### TASK OBJECTIVE
What is needed is an exact copy of every line in the listing.
═════ MATERIAL FOR THIS EXERCISE
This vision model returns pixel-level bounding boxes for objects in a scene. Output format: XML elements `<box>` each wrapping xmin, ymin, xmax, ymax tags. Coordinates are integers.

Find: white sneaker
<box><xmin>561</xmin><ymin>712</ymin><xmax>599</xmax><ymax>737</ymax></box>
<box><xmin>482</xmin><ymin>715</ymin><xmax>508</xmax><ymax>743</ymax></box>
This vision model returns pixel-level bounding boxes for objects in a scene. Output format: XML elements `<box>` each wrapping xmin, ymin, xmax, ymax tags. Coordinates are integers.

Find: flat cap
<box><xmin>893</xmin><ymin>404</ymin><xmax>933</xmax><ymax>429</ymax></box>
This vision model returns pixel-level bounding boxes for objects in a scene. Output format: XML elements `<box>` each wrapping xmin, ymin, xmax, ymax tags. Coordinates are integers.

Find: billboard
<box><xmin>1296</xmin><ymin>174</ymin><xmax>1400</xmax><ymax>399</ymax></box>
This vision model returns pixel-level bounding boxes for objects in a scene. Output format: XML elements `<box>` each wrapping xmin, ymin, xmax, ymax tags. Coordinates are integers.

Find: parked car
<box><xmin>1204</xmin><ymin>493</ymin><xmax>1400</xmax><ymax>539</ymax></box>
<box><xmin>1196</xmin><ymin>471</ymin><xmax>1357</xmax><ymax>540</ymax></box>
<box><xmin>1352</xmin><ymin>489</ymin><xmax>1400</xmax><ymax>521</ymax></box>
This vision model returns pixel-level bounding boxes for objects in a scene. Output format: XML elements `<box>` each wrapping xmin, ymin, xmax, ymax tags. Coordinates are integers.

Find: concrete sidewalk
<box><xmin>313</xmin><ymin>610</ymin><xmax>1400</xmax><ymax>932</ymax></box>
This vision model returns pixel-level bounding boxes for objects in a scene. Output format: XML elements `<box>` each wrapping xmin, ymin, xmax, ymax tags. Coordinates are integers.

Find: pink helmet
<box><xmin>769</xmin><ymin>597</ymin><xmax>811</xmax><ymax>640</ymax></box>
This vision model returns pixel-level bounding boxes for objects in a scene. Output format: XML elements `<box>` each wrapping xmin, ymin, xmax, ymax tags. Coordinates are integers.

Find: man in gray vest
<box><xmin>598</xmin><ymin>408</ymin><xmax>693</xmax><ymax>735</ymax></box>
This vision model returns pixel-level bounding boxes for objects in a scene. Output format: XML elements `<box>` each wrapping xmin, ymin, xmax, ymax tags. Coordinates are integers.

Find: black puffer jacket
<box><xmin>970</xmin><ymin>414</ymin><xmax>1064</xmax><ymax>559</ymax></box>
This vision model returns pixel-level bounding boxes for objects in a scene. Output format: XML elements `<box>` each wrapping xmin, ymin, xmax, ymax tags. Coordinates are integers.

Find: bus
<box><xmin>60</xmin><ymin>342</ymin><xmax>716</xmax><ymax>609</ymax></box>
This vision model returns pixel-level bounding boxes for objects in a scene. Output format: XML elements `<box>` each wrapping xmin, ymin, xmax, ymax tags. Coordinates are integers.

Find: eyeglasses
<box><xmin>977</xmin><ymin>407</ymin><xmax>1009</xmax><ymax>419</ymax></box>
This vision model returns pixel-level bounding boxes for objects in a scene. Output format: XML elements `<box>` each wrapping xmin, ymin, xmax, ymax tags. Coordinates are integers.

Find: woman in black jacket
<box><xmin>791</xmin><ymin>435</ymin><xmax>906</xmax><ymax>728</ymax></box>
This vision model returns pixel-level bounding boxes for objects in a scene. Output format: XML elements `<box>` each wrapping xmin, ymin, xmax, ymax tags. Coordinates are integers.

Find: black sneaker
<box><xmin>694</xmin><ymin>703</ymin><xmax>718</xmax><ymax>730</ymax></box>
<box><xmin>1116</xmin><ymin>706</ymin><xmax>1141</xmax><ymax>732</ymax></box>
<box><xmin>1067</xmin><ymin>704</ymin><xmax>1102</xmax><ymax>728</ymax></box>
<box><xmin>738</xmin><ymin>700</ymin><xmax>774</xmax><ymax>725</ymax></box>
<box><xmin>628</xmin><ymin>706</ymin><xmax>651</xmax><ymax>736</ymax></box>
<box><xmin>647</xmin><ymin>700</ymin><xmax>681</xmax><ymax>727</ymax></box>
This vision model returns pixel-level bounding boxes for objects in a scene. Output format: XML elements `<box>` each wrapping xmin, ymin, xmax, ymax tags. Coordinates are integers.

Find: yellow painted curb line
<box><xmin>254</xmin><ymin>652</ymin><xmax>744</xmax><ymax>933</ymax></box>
══════════
### OUTPUT OF THE TASK
This vision model returns pixel-level bounding boxes for objects in a scene. Output format: XML elements `<box>` each wrapping xmin, ymin, xmax, ymax tags. Coordinates are integers.

Find: white sneaker
<box><xmin>561</xmin><ymin>712</ymin><xmax>599</xmax><ymax>737</ymax></box>
<box><xmin>482</xmin><ymin>715</ymin><xmax>508</xmax><ymax>743</ymax></box>
This vision model returns pixel-level bounding boxes for objects in a scene. Output format: XML elements `<box>` each wrapping xmin, ymin, xmax, ymax tags. Coordinates are integers.

Find: flat cap
<box><xmin>893</xmin><ymin>404</ymin><xmax>933</xmax><ymax>429</ymax></box>
This vision model returns pixel-level bounding boxes for objects in a scene. Output format: XML elements `<box>` each wrapping xmin, ymin, xmax, ymax tags. Coordinates are integers.

Find: billboard
<box><xmin>1296</xmin><ymin>174</ymin><xmax>1400</xmax><ymax>399</ymax></box>
This vision model returns pixel-level bounding boxes for objects in a scene. Output format: XML elements `<box>` each wrapping xmin, ymin, xmax, ymax tags. Coordinates are integers.

Find: parked car
<box><xmin>1204</xmin><ymin>493</ymin><xmax>1400</xmax><ymax>539</ymax></box>
<box><xmin>1196</xmin><ymin>471</ymin><xmax>1357</xmax><ymax>540</ymax></box>
<box><xmin>1352</xmin><ymin>489</ymin><xmax>1400</xmax><ymax>521</ymax></box>
This vision model returns pixel-level bounding boxes for objects in a scene. Output format: XML elements `<box>` each wrapping xmin, ymin, xmax, ymax tags. Coordinates are integers.

Find: concrete sidewalk
<box><xmin>313</xmin><ymin>610</ymin><xmax>1400</xmax><ymax>932</ymax></box>
This vision model returns pixel-level bounding boxes for objects in a scene. Output format: XML elements `<box>` each wrapping xmin, ymin, xmax, ymax tags. Coordinates are integers.

Find: pink helmet
<box><xmin>769</xmin><ymin>597</ymin><xmax>811</xmax><ymax>640</ymax></box>
This vision model returns pixel-level bounding boxes for objects in a scene. Output format: XML elements `<box>` each wrapping xmin, ymin, xmax, ymax tags. Coordinates are integers.

Find: man in gray vest
<box><xmin>598</xmin><ymin>408</ymin><xmax>693</xmax><ymax>735</ymax></box>
This vision model returns pixel-level bounding boxes for objects in a scene. Output format: XML elements `<box>` each wrapping xmin, ymin, xmax, ymax tags. Coordinates are integers.

Find: black puffer jacket
<box><xmin>970</xmin><ymin>414</ymin><xmax>1064</xmax><ymax>559</ymax></box>
This vision model returns pixel-level bounding boxes for objects in a scene. Output format: XML elements `<box>` each wrapping xmin, ymin, xmax, ymax tags. Coordinates are integers.

Find: bus
<box><xmin>60</xmin><ymin>342</ymin><xmax>716</xmax><ymax>609</ymax></box>
This vision model returns pixel-level bounding boxes for objects in a scene. Output format: XML elements `<box>` each wrapping xmin, ymin, xmax, ymax tags. Coordinates are integers.

Find: eyeglasses
<box><xmin>977</xmin><ymin>407</ymin><xmax>1009</xmax><ymax>419</ymax></box>
This vision model returns pixel-level bounding boxes for objects in a scene. Output format: XML elements `<box>` each wrapping xmin, ymin, xmax, ymax tags. Coordinates are integers.

Find: woman in black jacket
<box><xmin>791</xmin><ymin>435</ymin><xmax>906</xmax><ymax>728</ymax></box>
This vision model returns pixel-level bounding boxes for objects in a scene. Output format: XML elements `<box>` each wrapping xmin, ymin, xmax, ymax tags. Coordinates are integers.

Find: black sneaker
<box><xmin>694</xmin><ymin>703</ymin><xmax>718</xmax><ymax>730</ymax></box>
<box><xmin>1116</xmin><ymin>706</ymin><xmax>1141</xmax><ymax>732</ymax></box>
<box><xmin>1067</xmin><ymin>704</ymin><xmax>1102</xmax><ymax>728</ymax></box>
<box><xmin>738</xmin><ymin>700</ymin><xmax>774</xmax><ymax>725</ymax></box>
<box><xmin>628</xmin><ymin>706</ymin><xmax>651</xmax><ymax>736</ymax></box>
<box><xmin>647</xmin><ymin>700</ymin><xmax>681</xmax><ymax>727</ymax></box>
This vision model returns pixel-level bounding boxes for objects in a scene. Output format: XML elements `<box>` each wrapping xmin, ymin, xmax, ymax tags. Coordinates are integers.

Find: yellow painted curb line
<box><xmin>254</xmin><ymin>652</ymin><xmax>744</xmax><ymax>933</ymax></box>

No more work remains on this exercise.